--- The task ---
List every line in the rows below that contains the string "blurred". Matching is case-sensitive.

[Stored rows]

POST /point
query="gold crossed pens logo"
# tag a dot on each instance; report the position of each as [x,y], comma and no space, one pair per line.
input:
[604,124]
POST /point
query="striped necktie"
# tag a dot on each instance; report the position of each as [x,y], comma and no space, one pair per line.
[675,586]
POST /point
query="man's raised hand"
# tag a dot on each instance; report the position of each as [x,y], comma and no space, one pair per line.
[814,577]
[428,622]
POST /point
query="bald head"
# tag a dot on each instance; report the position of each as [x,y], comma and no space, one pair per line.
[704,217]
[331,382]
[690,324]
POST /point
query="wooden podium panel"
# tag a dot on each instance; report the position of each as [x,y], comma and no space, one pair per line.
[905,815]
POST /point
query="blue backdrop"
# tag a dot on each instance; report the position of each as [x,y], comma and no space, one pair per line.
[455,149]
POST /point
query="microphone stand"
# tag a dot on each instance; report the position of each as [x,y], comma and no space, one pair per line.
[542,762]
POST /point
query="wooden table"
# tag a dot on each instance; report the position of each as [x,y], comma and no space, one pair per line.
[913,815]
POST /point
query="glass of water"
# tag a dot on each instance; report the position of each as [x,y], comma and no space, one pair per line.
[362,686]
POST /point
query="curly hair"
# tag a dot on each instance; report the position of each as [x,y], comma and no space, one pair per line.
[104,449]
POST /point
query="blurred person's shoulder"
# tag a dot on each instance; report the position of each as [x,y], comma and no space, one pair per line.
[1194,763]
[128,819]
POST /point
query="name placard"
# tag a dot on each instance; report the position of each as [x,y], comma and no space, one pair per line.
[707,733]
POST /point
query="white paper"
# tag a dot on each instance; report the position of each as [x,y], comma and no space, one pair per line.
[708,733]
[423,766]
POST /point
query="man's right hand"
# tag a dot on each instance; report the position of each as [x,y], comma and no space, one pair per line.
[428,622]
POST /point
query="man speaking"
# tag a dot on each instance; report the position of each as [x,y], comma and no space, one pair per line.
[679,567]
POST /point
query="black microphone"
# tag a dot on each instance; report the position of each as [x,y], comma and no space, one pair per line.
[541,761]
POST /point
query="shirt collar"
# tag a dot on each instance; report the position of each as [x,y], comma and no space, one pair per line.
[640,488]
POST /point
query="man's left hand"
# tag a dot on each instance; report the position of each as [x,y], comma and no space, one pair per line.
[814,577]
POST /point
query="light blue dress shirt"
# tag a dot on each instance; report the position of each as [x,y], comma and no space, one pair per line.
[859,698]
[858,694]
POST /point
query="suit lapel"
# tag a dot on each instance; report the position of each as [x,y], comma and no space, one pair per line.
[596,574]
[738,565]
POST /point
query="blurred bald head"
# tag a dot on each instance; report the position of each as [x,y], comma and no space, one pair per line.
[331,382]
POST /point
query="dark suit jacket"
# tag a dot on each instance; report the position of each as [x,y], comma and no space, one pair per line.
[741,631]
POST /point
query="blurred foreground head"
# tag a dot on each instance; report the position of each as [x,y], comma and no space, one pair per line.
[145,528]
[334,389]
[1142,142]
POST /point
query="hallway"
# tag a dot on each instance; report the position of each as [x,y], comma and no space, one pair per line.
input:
* * *
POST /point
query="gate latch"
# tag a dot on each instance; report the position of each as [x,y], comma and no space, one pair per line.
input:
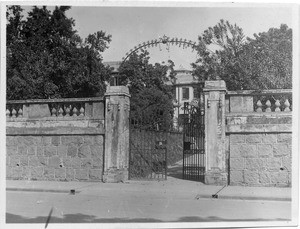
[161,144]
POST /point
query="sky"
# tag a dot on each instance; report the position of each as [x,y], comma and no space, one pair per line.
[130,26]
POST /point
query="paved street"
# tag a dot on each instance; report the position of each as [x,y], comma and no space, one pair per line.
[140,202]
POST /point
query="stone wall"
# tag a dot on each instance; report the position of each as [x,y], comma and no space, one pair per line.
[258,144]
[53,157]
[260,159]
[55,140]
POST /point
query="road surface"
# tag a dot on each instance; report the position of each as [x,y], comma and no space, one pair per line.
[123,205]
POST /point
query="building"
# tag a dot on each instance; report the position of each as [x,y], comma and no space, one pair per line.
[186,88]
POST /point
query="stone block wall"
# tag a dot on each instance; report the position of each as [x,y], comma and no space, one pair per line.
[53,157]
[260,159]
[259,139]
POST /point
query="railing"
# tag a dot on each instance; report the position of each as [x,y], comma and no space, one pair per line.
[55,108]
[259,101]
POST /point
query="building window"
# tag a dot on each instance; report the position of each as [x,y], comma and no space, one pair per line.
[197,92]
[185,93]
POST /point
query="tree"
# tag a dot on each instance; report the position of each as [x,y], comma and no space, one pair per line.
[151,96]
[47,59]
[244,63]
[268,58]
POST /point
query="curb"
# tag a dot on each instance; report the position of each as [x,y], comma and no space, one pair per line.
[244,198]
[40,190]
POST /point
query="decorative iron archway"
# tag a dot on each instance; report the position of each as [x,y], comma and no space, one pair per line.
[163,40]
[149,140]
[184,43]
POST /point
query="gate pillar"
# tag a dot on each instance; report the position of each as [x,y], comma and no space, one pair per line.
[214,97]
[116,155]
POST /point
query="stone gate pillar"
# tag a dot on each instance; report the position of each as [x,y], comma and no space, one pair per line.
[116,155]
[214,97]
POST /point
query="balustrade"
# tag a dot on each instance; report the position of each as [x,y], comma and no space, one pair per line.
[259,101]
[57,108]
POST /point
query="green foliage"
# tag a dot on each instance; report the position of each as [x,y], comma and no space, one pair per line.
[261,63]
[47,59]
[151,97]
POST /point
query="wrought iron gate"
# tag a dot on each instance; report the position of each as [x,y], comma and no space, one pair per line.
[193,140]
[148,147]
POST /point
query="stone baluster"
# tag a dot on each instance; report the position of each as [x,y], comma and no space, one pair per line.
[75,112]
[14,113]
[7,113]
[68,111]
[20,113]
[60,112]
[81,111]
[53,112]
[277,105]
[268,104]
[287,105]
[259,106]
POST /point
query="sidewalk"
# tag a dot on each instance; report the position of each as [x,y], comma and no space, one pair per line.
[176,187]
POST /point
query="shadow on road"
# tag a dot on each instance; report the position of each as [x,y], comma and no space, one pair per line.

--- Solution to the problem ---
query="blurred person's shoulder"
query="blurred bald head"
query="blurred foreground head"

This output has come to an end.